Record extracts >>
—————

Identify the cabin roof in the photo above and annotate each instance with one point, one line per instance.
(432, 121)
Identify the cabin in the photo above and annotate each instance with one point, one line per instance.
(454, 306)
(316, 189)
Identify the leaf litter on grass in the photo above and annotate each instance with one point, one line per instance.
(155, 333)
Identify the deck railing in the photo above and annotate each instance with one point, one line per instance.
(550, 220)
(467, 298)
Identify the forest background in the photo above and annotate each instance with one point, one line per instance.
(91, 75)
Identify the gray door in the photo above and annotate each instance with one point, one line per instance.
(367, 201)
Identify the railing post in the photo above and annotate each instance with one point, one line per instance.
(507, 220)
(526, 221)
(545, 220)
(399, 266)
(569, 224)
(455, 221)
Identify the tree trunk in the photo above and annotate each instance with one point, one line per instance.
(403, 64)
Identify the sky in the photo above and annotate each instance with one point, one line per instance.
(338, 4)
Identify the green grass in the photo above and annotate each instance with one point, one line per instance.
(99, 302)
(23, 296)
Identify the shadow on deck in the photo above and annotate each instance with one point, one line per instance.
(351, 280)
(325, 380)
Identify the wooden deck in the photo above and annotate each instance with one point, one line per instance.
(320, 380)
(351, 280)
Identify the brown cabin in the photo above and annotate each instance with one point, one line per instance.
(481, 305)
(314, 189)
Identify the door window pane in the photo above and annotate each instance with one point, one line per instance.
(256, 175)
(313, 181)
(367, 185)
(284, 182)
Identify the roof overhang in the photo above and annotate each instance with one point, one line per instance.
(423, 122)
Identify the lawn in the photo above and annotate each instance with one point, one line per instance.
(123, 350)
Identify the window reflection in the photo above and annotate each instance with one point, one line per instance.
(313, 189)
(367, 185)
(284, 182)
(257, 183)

—————

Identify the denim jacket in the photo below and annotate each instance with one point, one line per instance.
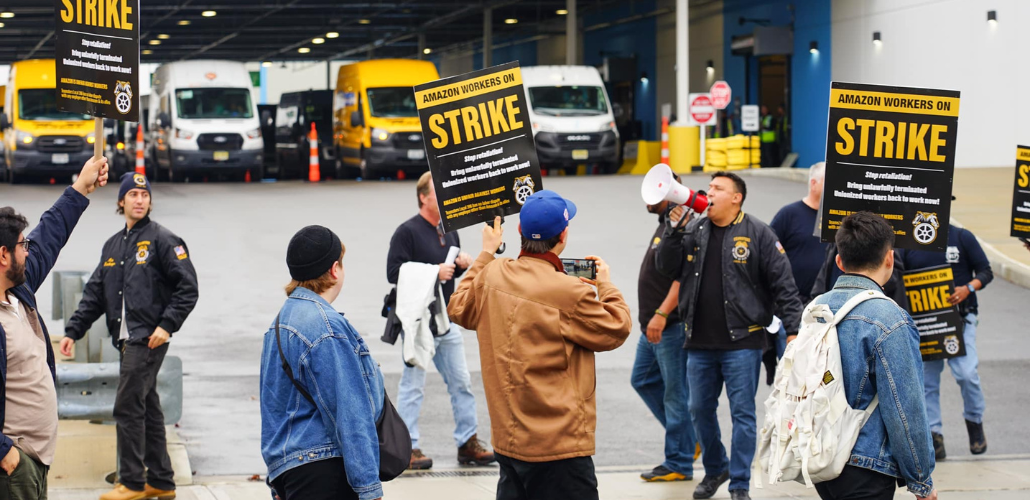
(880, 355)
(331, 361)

—————

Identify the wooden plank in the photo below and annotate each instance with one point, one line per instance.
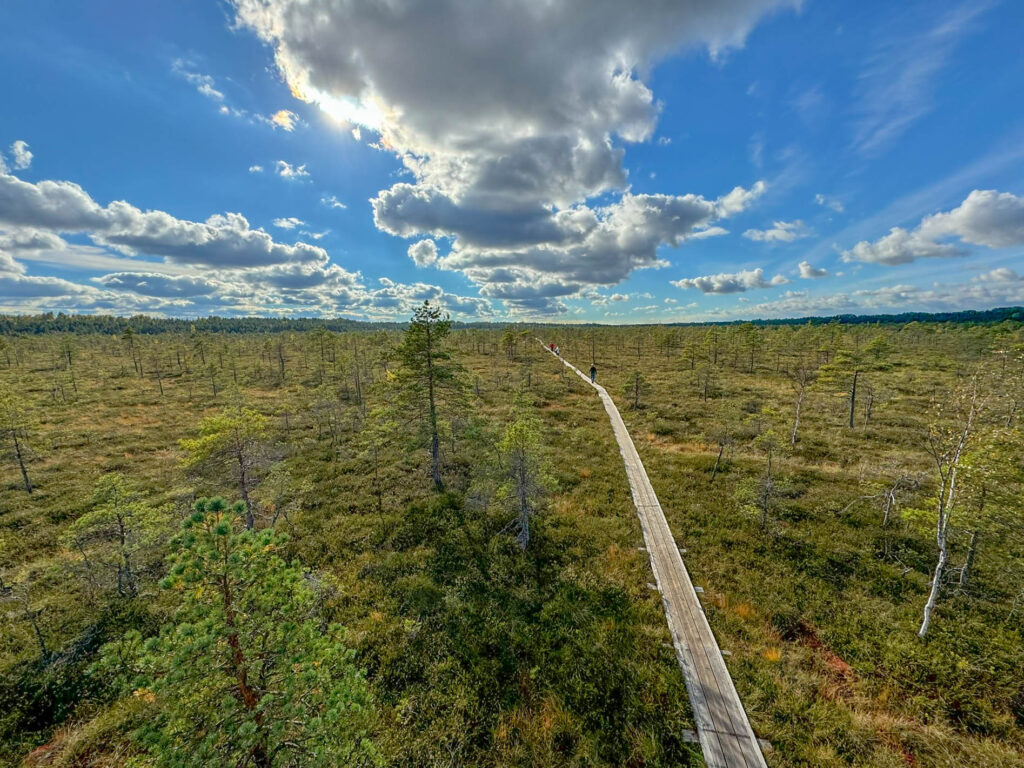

—————

Aim of the task >> Select every line of the material containing the word "roof" and copy each one out.

Task solution >>
Identify the cabin roof in the photo above and annotate each instance with one point, one line per instance.
Identify the roof overhang in the photo above and annotate each instance with one point, one line per instance.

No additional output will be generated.